*Exercise material*:
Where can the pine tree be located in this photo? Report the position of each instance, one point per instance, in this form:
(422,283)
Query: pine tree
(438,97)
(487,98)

*Aim of the task*: Replace each occurrence of "pine tree" in the entries above with "fir tree", and reproduce everything else unchanged.

*Result*:
Where can the fir tree be located in this photo? Report the position of each instance, one point per instance, in this form:
(422,283)
Query: fir tree
(438,97)
(487,98)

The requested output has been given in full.